**INSTRUCTIONS FOR THE TASK:** Every record below must be returned word for word, with the pictures left out.
--- --- ---
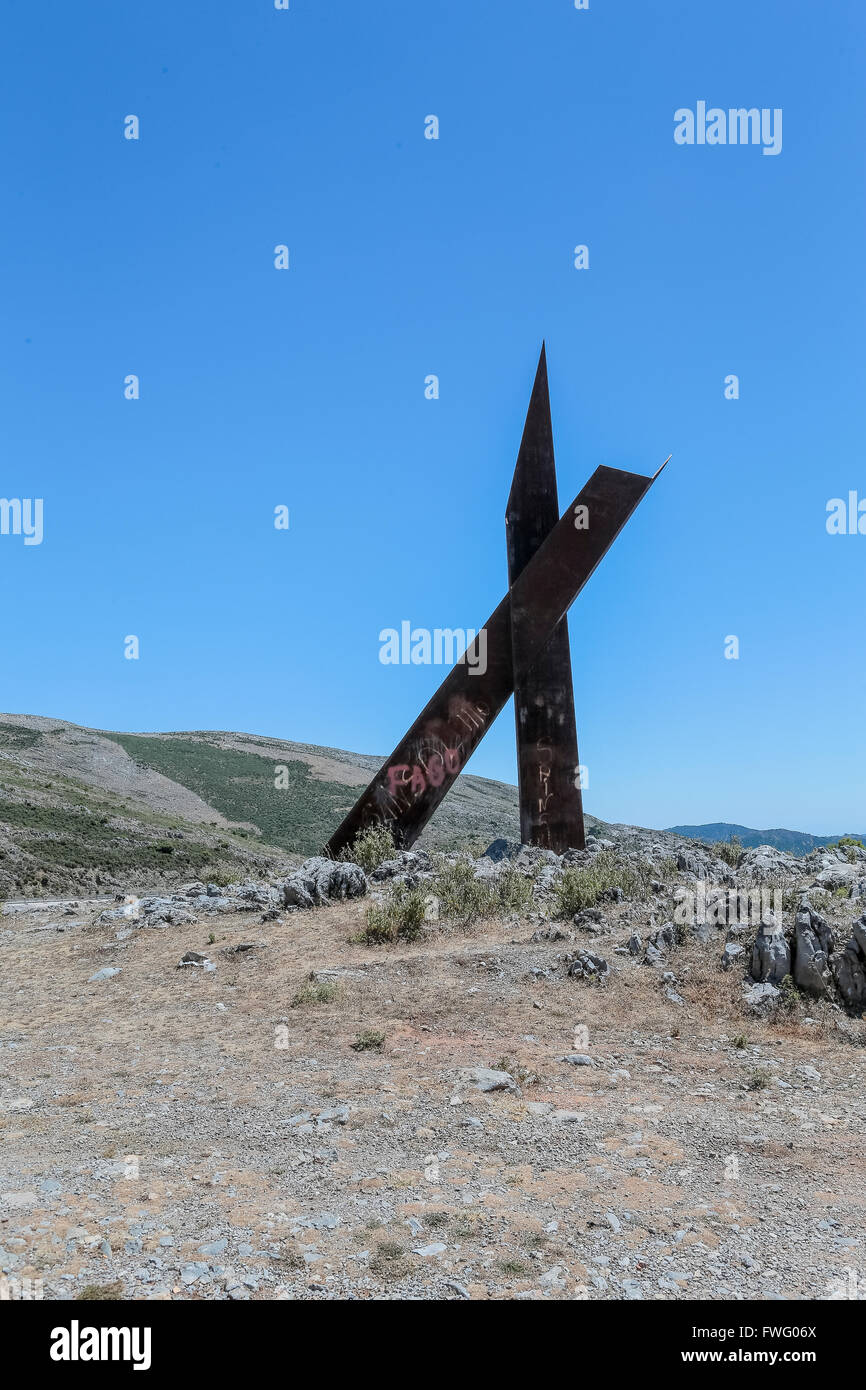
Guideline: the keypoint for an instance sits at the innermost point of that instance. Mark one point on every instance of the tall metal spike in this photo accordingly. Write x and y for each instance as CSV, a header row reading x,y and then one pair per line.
x,y
548,774
427,761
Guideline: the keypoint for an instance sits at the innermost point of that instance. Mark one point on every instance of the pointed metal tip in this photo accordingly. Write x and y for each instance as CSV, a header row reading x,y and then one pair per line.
x,y
663,466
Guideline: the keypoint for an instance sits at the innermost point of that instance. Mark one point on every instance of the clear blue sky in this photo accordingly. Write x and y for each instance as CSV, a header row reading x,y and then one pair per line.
x,y
409,257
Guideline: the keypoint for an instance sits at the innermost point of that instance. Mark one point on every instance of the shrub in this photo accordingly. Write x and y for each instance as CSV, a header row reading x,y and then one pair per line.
x,y
370,848
584,887
731,851
399,918
466,898
323,993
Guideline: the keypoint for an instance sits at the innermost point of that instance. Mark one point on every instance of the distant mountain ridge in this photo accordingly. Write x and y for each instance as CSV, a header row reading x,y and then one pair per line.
x,y
791,841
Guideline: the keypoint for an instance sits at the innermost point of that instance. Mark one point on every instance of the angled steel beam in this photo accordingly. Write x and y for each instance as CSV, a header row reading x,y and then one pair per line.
x,y
424,765
548,774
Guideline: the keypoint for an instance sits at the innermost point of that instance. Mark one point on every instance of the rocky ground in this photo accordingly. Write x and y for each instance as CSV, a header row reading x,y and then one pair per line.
x,y
305,1089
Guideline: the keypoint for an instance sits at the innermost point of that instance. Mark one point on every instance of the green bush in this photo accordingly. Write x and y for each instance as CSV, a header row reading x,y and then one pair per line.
x,y
464,898
584,887
399,918
730,851
371,848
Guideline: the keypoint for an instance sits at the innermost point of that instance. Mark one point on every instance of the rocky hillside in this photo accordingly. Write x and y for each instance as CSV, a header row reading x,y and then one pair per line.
x,y
615,1075
89,811
793,841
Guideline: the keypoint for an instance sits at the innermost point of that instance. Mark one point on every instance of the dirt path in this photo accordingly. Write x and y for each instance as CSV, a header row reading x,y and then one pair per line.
x,y
193,1134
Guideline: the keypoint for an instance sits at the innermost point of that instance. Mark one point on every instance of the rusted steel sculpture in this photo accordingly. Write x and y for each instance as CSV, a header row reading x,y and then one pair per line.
x,y
548,770
549,565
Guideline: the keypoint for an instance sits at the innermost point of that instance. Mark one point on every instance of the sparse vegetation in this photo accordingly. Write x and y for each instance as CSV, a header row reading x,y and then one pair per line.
x,y
371,848
463,898
389,1261
730,851
585,887
324,991
399,918
758,1082
97,1293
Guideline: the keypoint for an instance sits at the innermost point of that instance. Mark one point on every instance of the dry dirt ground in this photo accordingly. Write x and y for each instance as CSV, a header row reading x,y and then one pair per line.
x,y
188,1133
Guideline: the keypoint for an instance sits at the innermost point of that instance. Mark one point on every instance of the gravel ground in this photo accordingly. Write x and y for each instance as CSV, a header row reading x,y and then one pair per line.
x,y
211,1133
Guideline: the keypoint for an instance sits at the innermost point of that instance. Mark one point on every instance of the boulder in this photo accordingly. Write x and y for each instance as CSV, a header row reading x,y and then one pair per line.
x,y
584,965
770,954
850,969
323,880
812,951
761,997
--- --- ---
**SOLUTION TO THIS EXERCISE:**
Guideline: the keypoint for an instance sits at the innermost point of that instance. Mark one point on every instance of the tall metal spike in this photo accordingly. Write x and y for each instance as CSV, a header row reading x,y and then one pair per line.
x,y
548,774
427,761
Guideline: the keypoint for an instance sits at the innermost point of that instance. Mark one point on every instance of the pointed metal tip in this photo accordingly. Write x and y for each instance as CSV, a header row reading x,y and then one pair per line.
x,y
663,466
Guideline: the keypoint for an instance sits at the innermost point of that instance. Mark one point on every instance of the clear blue sky in this photo accordingly. Write x and y for each instance as CSV, a header row reading x,y and then one pair per line.
x,y
409,257
Guideline: the keypoint for an instance sits at the innermost point of that instance. Mark one point on every instance of the shrub in this photo accordingly. Write x and y for each instance as CSV, a header row reading x,y and then one pair per line.
x,y
370,848
584,887
731,851
399,918
466,898
323,993
Guideline: the keypoint for an instance sits at the innermost point of that instance. Mark one point on every instance of the distant mountain ridge in this photo accordingly. Write x and y for each instance as CSV, a header row reading x,y and then one pair per line.
x,y
791,841
Guideline: the keypoint for an instance sits at the innermost point of that instance. Mark one point on every instance of the angled steel beam in this photo accordingly. Write x and y for each instance as CSV, a header row reading x,y and then one pair per line.
x,y
424,765
548,774
Guideline: the keypoint for an instance sits at the innermost point of that instance. Mark one point on every instance of the rocky ground in this photo accordingly. Write x and y for each instance as CSV, a header row reading x,y and then one pair per line.
x,y
305,1089
Guideline: the keypoint for an instance sits at the innermost point of that instance. Mark one point on every instance of the green bush in this photo accordingly. Write x and y for each instance as CSV, a header row reading x,y and then one pair per line.
x,y
464,898
584,887
399,918
730,851
371,848
Guideline: the keypoint for an instance sits at the innermost point of that instance. Mark one point on every instance of the rocky hillside in this photo accordingly. Write x and y for each instance as CSV, a header row reading x,y and then one pair per line.
x,y
615,1075
89,811
793,841
Guideline: the keypoint for an instance sits at the innermost point of that instance. Mark one point on every instance of the dirt path in this photo accordingly. Write x and y for each instance as CSV, a header row reading x,y and then one pair per line.
x,y
193,1134
Guideline: the keypoint for an instance sits at the innermost point of that instance. Mark one point on every instance of the rusted steel sculpture in this photo accordingly. Write x and y for each instance as CSV, a header row reading x,y and then one pair per line.
x,y
548,770
549,565
Guideline: the keypoint for an instance sits at the innermost point of that instance. Mark one point on every instance of the sparse vegetation in this photo accordingly. Write x and y for each instance as CSV, a header row reading x,y and then one pair per line.
x,y
371,848
463,898
389,1261
730,851
585,887
324,991
399,918
758,1082
97,1293
Guideline: the keypoint for an instance sits at the innermost point of that instance. Mark one point on every instance of the dry dirt ground in this photo accordingly. Write x and y for each instance as CSV, a header row reading x,y and then one pair per line.
x,y
188,1133
Guideline: the keypoint for an instance sits at the innermost point of that instance. Mark one point on every instance of the gravel ground in this photo accordingly. Write x and y for each instance as CSV, a header row reading x,y and then one pair per line.
x,y
211,1133
Guideline: the keypoint for an instance sits at the innermost point of that instance. Mark one point on every instance of the boulder in this photo accordingly. Write x and y for each instance as CSV, a header row reading x,y and then one pair per line.
x,y
584,965
770,954
850,969
323,880
812,951
761,997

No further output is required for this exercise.